Items listed in a dataset
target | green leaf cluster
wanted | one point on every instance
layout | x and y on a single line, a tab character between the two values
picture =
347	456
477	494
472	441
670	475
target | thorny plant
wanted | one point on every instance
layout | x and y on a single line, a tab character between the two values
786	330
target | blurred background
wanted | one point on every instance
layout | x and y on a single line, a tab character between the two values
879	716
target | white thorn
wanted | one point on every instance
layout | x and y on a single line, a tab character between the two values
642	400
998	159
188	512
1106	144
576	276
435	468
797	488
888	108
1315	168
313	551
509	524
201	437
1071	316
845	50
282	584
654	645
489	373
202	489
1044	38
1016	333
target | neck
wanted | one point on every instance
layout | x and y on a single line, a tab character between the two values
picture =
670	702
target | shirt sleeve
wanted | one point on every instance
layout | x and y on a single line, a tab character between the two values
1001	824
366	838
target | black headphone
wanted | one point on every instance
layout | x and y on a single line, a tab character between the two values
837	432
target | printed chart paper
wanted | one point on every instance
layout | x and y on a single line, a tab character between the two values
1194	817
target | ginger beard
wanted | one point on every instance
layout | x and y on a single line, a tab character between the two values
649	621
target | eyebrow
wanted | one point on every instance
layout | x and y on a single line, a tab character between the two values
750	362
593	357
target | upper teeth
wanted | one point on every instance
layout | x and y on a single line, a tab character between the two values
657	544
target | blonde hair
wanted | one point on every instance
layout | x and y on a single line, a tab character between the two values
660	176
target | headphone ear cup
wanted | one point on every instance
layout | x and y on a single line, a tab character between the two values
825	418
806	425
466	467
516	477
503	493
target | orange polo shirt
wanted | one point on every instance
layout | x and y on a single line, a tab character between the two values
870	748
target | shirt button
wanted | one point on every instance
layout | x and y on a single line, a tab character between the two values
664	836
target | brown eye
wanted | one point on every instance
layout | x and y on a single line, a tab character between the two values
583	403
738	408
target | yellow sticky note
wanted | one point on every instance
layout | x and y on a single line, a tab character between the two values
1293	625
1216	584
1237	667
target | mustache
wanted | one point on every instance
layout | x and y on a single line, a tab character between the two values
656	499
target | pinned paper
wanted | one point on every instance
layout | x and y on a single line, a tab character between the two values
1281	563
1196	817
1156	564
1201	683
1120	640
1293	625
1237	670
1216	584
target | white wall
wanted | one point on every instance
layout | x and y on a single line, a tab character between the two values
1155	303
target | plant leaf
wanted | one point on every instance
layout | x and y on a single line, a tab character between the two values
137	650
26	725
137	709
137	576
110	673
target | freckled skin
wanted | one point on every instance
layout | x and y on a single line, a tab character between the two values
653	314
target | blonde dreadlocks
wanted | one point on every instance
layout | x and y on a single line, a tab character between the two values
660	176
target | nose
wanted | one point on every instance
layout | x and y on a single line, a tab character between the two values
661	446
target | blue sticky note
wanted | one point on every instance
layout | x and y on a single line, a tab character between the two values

TASK INSTRUCTIONS:
Each line in the data that holds the string "blonde" should be found and copied.

RESULT FOR THIS TASK:
target | blonde hair
target | blonde dreadlocks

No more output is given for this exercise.